設定課題 A:
クォーク閉じ込めに関する研究概要のテキストにある「数値計算ではゲージ固定が課されていないため,結果はゲージに依存しない。」という一文は、英語ではどう訳せますか？

提示テキスト:
近藤 慶一  千葉大学, 大学院理学研究院, 教授 (60183042)

研究分担者 柴田 章博  大学共同利用機関法人高エネルギー加速器研究機構, 計算科学センター, 研究機関講師 (30290852)
研究期間 (年度) 2023-04-01 – 2027-03-31
研究課題ステータス 交付 (2023年度)
配分額 *注記
4,680千円 (直接経費: 3,600千円、間接経費: 1,080千円)
2026年度: 1,170千円 (直接経費: 900千円、間接経費: 270千円)
2025年度: 1,170千円 (直接経費: 900千円、間接経費: 270千円)
2024年度: 1,170千円 (直接経費: 900千円、間接経費: 270千円)
2023年度: 1,170千円 (直接経費: 900千円、間接経費: 270千円)
キーワードクォークの閉じ込め / グルーオンの閉じ込め / カラーの閉じ込め / ゲージ・スカラー モデル / BEH機構 / 双対超伝導 / 大域的対称性
研究開始時の研究の概要

カラー閉じ込めの新しい判定基準として,従来の特定のゲージ固定条件にのみ適用可能な九後・小嶋の判定条件を超えて,任意のゲージ固定条件に適用可能なトポロジカルな配位による残留ゲージ対称性の回復を提唱する。新基準はゲージ理論が対称性の回復したカラー閉じ込め相という相構造を持つことを意味し,カラーを持つ基本粒子クォーク・グルーオンのみならず,それから構成されるカラー無色でない全ての複合粒子の閉じ込めを一挙に議論し得ることに加え,Higgs 相や高温・高密度の非閉じ込め相を議論することも可能にする。

研究実績の概要

格子 SU(2) ゲージ・スカラー モデルは,スカラー場がゲージ群の基本表現に属すときは,先行研究により,閉じ込め領域およびヒッグス領域が,解析的に連続した単一の閉じ込め・ヒッグス相の部分領域であり,その間に熱力学的な相転移が無いことは,Osterwalder-Seiler-Fradkin-Shenker定理としてよく知られている。我々は,基本スカラー場といわゆる色方向場を組み合わせることで新しいタイプのゲージ不変な演算子を構成した。ここで色方向場はCho-Duan-Ge-Shabanov とFaddeev-Niemiによるゲージ場のゲージ共変分解に基づく変数変換で得られる。 我々は,格子上でゲージ固定を行うことなく数値シミュレーションを実行することで,弱いゲージ結合領域においては従来の熱力学転移線を再現し,さらに強いゲージ結合領域においては,閉じ込め--ヒッグス相を 2 つの部分つまり閉じ込め相とヒッグス相に分離する新しい遷移線を新しいゲージ不変演算子を用いて解析することで見いだした。 数値計算ではゲージ固定が課されていないため,結果はゲージに依存しない。さらに,新しい転移の物理的解釈を,大域的対称性の実現の観点から議論した。

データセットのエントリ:
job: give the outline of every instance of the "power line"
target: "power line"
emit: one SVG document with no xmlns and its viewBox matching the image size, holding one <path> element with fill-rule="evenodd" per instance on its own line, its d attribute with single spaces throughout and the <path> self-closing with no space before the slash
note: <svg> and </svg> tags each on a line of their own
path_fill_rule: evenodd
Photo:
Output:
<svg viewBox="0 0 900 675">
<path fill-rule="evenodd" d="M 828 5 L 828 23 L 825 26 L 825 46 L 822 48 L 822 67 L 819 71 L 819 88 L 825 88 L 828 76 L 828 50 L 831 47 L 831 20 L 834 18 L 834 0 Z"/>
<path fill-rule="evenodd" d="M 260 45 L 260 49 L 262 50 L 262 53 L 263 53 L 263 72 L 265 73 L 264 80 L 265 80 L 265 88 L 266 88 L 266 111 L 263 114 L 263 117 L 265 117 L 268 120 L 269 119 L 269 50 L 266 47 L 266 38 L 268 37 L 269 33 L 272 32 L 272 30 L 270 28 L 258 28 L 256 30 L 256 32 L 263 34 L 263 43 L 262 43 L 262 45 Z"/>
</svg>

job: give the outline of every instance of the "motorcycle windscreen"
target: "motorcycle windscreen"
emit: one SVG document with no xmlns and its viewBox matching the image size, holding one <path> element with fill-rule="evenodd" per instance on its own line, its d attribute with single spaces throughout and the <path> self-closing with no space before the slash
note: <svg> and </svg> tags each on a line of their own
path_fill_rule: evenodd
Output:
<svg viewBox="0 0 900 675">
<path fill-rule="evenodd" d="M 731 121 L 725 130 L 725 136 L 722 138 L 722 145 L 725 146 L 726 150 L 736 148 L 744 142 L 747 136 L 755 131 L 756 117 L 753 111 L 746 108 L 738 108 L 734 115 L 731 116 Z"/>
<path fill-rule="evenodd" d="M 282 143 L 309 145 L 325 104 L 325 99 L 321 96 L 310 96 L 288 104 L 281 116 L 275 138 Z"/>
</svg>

設定課題 B:
上のデータセットのエントリを、空行を除いた全行について、「番号」と「行」の2列からなるMarkdownの表として示すとどうなりますか？

全出力 A:
Because no gauge fixing is imposed in the numerical computations, the results do not depend on the gauge.

全出力 B:
| 番号 | 行 |
|---|---|
| 1 | job: give the outline of every instance of the "power line" |
| 2 | target: "power line" |
| 3 | emit: one SVG document with no xmlns and its viewBox matching the image size, holding one <path> element with fill-rule="evenodd" per instance on its own line, its d attribute with single spaces throughout and the <path> self-closing with no space before the slash |
| 4 | note: <svg> and </svg> tags each on a line of their own |
| 5 | path_fill_rule: evenodd |
| 6 | Photo: |
| 7 | Output: |
| 8 | <svg viewBox="0 0 900 675"> |
| 9 | <path fill-rule="evenodd" d="M 828 5 L 828 23 L 825 26 L 825 46 L 822 48 L 822 67 L 819 71 L 819 88 L 825 88 L 828 76 L 828 50 L 831 47 L 831 20 L 834 18 L 834 0 Z"/> |
| 10 | <path fill-rule="evenodd" d="M 260 45 L 260 49 L 262 50 L 262 53 L 263 53 L 263 72 L 265 73 L 264 80 L 265 80 L 265 88 L 266 88 L 266 111 L 263 114 L 263 117 L 265 117 L 268 120 L 269 119 L 269 50 L 266 47 L 266 38 L 268 37 L 269 33 L 272 32 L 272 30 L 270 28 L 258 28 L 256 30 L 256 32 L 263 34 L 263 43 L 262 43 L 262 45 Z"/> |
| 11 | </svg> |
| 12 | job: give the outline of every instance of the "motorcycle windscreen" |
| 13 | target: "motorcycle windscreen" |
| 14 | emit: one SVG document with no xmlns and its viewBox matching the image size, holding one <path> element with fill-rule="evenodd" per instance on its own line, its d attribute with single spaces throughout and the <path> self-closing with no space before the slash |
| 15 | note: <svg> and </svg> tags each on a line of their own |
| 16 | path_fill_rule: evenodd |
| 17 | Output: |
| 18 | <svg viewBox="0 0 900 675"> |
| 19 | <path fill-rule="evenodd" d="M 731 121 L 725 130 L 725 136 L 722 138 L 722 145 L 725 146 L 726 150 L 736 148 L 744 142 L 747 136 L 755 131 L 756 117 L 753 111 L 746 108 L 738 108 L 734 115 L 731 116 Z"/> |
| 20 | <path fill-rule="evenodd" d="M 282 143 L 309 145 L 325 104 L 325 99 L 321 96 L 310 96 L 288 104 L 281 116 L 275 138 Z"/> |
| 21 | </svg> |